**TASK PROMPT**.
Go through the data that follows and restate each line exactly as it reads.

**EXERCISE DATA**.
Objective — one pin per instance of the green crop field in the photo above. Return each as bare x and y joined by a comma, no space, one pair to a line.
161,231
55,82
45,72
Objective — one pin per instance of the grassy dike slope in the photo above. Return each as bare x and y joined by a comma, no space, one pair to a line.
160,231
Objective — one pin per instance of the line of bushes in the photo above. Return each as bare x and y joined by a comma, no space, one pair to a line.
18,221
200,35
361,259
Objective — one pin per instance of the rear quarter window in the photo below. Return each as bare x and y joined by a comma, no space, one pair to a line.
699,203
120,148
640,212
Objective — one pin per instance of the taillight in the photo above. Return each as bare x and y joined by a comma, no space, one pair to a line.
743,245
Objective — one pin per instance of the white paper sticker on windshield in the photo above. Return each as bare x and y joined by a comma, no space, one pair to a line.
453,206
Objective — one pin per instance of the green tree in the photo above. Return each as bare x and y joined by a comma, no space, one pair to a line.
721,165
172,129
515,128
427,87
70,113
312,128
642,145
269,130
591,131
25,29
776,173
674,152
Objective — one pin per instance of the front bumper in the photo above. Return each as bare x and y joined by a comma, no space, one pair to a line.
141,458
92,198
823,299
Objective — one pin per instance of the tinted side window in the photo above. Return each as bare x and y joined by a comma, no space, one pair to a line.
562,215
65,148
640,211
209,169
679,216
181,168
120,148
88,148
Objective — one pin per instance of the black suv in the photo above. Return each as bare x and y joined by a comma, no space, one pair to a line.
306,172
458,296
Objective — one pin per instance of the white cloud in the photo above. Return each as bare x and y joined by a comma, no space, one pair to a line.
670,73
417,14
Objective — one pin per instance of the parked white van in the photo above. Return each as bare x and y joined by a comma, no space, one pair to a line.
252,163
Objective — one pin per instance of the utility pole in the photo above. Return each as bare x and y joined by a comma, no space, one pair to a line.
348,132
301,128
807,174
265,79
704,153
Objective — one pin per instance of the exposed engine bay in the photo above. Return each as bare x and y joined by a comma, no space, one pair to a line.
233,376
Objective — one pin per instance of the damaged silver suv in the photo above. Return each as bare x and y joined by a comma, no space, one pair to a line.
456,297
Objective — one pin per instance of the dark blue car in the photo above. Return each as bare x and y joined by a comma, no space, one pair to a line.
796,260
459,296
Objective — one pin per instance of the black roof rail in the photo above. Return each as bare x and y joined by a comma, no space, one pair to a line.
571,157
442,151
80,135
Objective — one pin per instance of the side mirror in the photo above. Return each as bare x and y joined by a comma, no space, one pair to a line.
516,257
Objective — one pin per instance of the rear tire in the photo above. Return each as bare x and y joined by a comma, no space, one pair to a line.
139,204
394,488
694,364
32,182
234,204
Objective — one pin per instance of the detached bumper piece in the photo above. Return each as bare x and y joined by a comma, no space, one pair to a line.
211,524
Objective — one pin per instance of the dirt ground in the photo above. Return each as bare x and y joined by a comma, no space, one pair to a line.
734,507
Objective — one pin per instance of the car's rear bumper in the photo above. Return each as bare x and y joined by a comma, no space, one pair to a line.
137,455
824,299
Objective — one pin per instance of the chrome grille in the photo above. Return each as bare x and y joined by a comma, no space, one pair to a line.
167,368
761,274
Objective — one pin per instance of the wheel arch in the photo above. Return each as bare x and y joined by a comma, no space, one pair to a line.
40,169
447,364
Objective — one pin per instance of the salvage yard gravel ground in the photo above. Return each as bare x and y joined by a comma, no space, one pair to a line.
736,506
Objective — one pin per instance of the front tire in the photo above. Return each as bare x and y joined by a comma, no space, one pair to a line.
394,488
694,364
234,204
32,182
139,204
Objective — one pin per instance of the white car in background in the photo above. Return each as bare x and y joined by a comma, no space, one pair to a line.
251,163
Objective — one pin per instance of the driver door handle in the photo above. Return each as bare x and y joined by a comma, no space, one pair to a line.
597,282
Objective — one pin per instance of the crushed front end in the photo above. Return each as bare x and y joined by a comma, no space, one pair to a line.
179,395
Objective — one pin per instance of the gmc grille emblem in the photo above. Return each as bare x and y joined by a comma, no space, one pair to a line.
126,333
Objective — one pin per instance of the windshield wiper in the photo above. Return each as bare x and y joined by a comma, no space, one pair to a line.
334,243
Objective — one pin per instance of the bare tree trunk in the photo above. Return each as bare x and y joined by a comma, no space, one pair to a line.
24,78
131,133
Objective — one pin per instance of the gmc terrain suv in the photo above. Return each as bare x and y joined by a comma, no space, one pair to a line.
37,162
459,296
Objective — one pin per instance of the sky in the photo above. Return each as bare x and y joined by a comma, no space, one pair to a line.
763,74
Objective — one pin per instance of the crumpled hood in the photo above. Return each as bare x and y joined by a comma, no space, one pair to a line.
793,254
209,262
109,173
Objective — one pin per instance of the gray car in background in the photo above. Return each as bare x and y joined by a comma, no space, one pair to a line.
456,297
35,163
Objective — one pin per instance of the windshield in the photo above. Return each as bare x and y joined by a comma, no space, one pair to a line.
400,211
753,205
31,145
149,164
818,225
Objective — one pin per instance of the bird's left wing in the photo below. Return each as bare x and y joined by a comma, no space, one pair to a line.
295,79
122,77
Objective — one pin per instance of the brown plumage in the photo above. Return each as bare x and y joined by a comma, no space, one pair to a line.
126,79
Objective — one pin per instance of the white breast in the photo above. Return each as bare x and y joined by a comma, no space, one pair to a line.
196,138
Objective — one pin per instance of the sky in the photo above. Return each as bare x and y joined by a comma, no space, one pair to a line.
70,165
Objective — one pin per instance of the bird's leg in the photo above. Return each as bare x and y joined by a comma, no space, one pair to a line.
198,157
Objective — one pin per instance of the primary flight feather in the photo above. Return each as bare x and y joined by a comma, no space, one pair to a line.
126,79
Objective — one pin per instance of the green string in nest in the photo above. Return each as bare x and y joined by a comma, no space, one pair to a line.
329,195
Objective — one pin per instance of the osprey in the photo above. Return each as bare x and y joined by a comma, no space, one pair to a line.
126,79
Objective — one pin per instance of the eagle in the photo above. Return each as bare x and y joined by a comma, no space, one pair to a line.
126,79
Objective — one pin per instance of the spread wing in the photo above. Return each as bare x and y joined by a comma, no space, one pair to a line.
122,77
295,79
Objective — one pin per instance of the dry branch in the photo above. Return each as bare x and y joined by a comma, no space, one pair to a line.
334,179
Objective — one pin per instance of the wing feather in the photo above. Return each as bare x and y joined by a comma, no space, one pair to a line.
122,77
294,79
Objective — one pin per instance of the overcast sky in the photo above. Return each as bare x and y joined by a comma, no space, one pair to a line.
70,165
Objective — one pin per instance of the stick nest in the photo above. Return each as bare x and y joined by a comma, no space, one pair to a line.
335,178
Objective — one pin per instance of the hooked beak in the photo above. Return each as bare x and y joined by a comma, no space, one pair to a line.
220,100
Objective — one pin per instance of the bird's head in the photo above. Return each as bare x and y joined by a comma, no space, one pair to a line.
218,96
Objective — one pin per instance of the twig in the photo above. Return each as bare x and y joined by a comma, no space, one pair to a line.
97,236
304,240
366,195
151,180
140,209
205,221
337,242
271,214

**SOLUTION TO THE PROBLEM**.
Objective — one pin per instance of the green crop field in the photo above. Return each as bare x and y joined by a comma, no space, one pair to a line.
161,231
55,82
45,72
Objective — one pin per instance of the grassy dike slope in the photo above. Return each as bare x and y joined by a comma, no space, one pair to a line.
160,231
Objective — one pin per instance of the line of bushes in the photo above. Return each as bare x and y joined by a comma, no space, one pair to a line.
18,221
200,35
361,259
Objective — one pin per instance of the rear quarter window in the photo below. Return each as bare x and y joined by a comma, no space, one pair to a line.
699,203
120,148
640,212
Objective — one pin per instance of the taillight in the photo above. Return each as bare x and y joined by a comma, no space, one pair to a line.
743,245
Objective — one pin per instance of the white paper sticker on windshield in the photo above. Return each as bare x and y joined by a comma, no space, one pair to a line.
453,206
Objective — one pin per instance of the green tree in the photo above. Return each as bare x and y joined by a comma, no space, one pair to a line.
721,165
172,129
515,128
427,87
70,113
312,128
642,145
269,130
591,131
25,29
776,173
674,152
Objective — one pin per instance of the front bumper in the photo above. Return each as bare x and y joined by a comma, no space, one pair to a line.
141,458
92,198
823,299
Objective — one pin per instance of the tinted side window in the photo above. Return each as bare x and y joined by a comma, no space, one pair to a line.
562,215
65,148
640,211
209,169
679,216
181,168
120,148
88,148
Objective — one pin per instance of the black suv in the photo above. Return each as bare x and y joined by a comma, no space, one pair to a line.
306,172
458,296
Objective — one pin per instance of the white cloud in the photo above. Return each as bare x and y joined by a comma, no space, one pair to a line.
670,73
417,14
Objective — one pin per instance of the parked white van in the photo above. Return each as bare x and y joined by a comma, no space, one pair to a line.
252,163
Objective — one pin per instance of the utility pole in the photo above. Return each as bare x and y joined by a comma, no space, one pair to a line.
348,132
301,128
807,174
265,79
704,153
Objective — one pin per instance of the exposed engine bay in the photo above. Return each as bare x and y joined by a comma, no space, one pair to a line.
233,376
Objective — one pin per instance of the damaged silver suv in the photo above. Return each as bare x and y joined by a comma, no space, one pair to a line.
456,297
Objective — one pin per instance of the dark blue car in the photo above. Return each as bare x and y joined by a comma, no space, one pair to a line.
796,260
459,296
Objective — one pin per instance of the black roof rail in the photo above. Return each as bare x and y joined by a comma, no space, one pair to a line.
571,157
442,151
80,135
Objective — one pin per instance of the side mirror in the photo above. Return each as bare x and y joined by a comma, no space, one pair to a line.
516,257
Objective — one pin per instance of the rear tire in the photo above. Return each as bare x and y joined by a comma, no space, one pair to a line.
139,204
394,488
694,364
32,182
234,204
Objective — one pin per instance of the detached bumper piece in the photo above. Return each as bare x and y joined by a comma, no space, one pair to a line.
211,524
Objective — one pin per instance of the dirt ground in the photo above. Return each as bare x and y joined by a comma, no space, one pair to a line.
734,507
Objective — one pin per instance of the car's rear bumper in the photo above. Return each as bare x and y joined by a comma, no space, one pair to a line.
137,455
824,299
Objective — one pin per instance of the chrome grille in the photo above. Return each as bare x and y joined by a comma, no space, one pair to a line.
167,368
761,274
Objective — one pin per instance of the wheel arch in the photo above. Return each as bare x and y joined by a comma, no space, one pair to a line.
40,169
447,364
Objective — one pin per instance of the salvage yard gravel ground in the photo above. Return each as bare x and y joined by a comma, no space, one pair to a line.
736,506
Objective — one pin per instance of the front tire in the photo above. Return each as bare x and y joined by a comma, no space, one pair to a line.
394,488
694,364
234,204
32,182
139,204
Objective — one pin per instance of the white car in background in the photo above. Return each as bare x and y joined by a comma, no space, one pair to a line.
251,163
Objective — one pin per instance of the driver door handle in the photo above. Return each as bare x and y joined by a comma, no space, one pair to a line.
597,282
Objective — one pin per instance of the crushed front end in the photo above. Return each as bare x and y joined by a comma, no space, one pair to a line.
179,395
Objective — one pin per instance of the gmc grille emblem in the photo above. Return each as bare x and y joined by a comma, no space, one pair to a line.
126,333
Objective — one pin per instance of the windshield wiper in the photo above. Return each as bare x and y joined by a comma, no space, one pair to a line.
334,243
Objective — one pin per instance of the bare tree trunk in the photo above. Return each as bare x and y joined by a comma, no space, one pair to a line.
24,78
131,133
Objective — one pin per instance of the gmc terrain suv in the photo above. Return each as bare x and y joined by a comma, no space, one pair to a line.
37,162
459,296
Objective — one pin per instance of the sky in the photo above. Return each as bare x and y joined by a comma, no space, one pair to a line.
763,74
Objective — one pin per instance of the crumpled hood in the photo above. Return each as bare x and y joined by a comma, no space, one pair to a line.
793,254
209,262
109,173
Objective — one pin per instance of the gray car in background in the photo above. Return each as bare x and y joined by a comma, no space, one pair to a line.
456,297
35,163
Objective — one pin per instance of the windshield in the photo above. Return each as bare x and y joined by a comma, no space, one pair to a line.
400,211
753,205
31,145
149,164
818,225
Objective — one pin per instance of the bird's left wing in the photo below. Return each as bare x and y joined by a comma, no space, one pair to a line.
295,79
122,77
Objective — one pin per instance of the brown plumage in the photo above. Return each as bare x and y joined by a comma, no space, one pair to a line.
126,79
Objective — one pin per instance of the white breast in the photo above. Return each as bare x and y joined by a comma, no space, one pair to a line.
196,138
Objective — one pin per instance of the sky in the photo above. Return each as bare x and y joined by a comma, no space, one pair to a line.
70,165
Objective — one pin per instance of the bird's leg in the photo above. Return each as bare x and y joined by a comma, no space, one pair to a line.
198,157
Objective — one pin per instance of the primary flight feather in the photo above. Return each as bare x and y joined by a comma, no space, one pair to a line.
126,79
Objective — one pin per instance of the green string in nest in the photo above. Return each as bare x and y joined by a comma, no space, one pair to a line.
329,195
Objective — one pin per instance of the osprey in the photo above. Return each as bare x and y joined by a comma, no space, one pair to a line.
126,79
Objective — one pin per instance of the eagle in the photo above. Return each as bare x and y joined by a comma, no space, one pair to a line.
126,79
Objective — one pin per instance of the spread wing in the photo above. Return each as bare x and y joined by a comma, no space, one pair to a line.
122,77
295,79
Objective — one pin per instance of the dry branch in the photo above. Return each as bare x and y joined by a comma, no space, one pair to a line.
334,179
Objective — one pin per instance of the wing feather in the photo above. Return each as bare x and y joined by a comma, no space, one pair to a line.
122,77
294,79
Objective — one pin per instance of the overcast sky in the photo above. Return each as bare x and y joined by a comma, no space, one pair to a line.
70,165
Objective — one pin per instance of the stick nest in the photo above. Return each as bare x and y joined by a comma, no space, one pair to a line.
335,178
Objective — one pin per instance of the hooked beak in the photo above. Return each as bare x and y joined by a comma, no space, one pair to a line.
220,100
Objective — one pin per instance of the bird's head in the photo above. Return each as bare x and y joined by a comma, no space, one pair to a line.
218,96
Objective — one pin per instance of the twig in the photo above. Return each as bare x and y joined by a comma, no space, one pair to a line.
97,236
304,240
366,195
151,180
140,209
205,221
337,242
271,214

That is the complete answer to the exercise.